*What you will do*:
Reproduce the material below word for word, starting with its first line and stopping after the line that contains "point(760, 58)".

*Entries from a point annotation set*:
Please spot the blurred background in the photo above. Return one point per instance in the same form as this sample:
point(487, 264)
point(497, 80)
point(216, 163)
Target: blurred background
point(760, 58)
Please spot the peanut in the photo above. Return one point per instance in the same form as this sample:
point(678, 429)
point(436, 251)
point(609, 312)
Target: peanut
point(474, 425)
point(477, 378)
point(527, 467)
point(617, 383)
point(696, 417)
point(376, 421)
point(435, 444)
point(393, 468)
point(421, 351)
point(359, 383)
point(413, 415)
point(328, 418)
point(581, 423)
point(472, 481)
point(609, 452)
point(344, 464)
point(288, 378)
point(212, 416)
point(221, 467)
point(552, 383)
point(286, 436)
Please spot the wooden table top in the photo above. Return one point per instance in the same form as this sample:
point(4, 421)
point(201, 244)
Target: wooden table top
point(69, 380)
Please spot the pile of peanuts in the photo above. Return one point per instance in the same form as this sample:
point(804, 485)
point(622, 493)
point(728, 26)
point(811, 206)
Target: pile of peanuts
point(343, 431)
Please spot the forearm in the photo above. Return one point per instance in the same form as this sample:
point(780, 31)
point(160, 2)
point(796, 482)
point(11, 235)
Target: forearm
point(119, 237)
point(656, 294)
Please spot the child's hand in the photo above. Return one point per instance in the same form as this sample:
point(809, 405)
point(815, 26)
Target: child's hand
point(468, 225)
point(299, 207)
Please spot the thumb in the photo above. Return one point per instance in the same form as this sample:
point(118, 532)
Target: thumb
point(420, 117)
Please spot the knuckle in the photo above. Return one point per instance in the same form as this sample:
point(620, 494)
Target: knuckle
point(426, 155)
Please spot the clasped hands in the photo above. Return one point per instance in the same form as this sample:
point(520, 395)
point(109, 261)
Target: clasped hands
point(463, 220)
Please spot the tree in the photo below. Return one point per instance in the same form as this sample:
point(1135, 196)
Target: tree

*Answer to the exercise*:
Please spot the blurred background in the photo above. Return one point per instance in the same form as this sample:
point(487, 264)
point(497, 80)
point(216, 163)
Target: blurred background
point(760, 58)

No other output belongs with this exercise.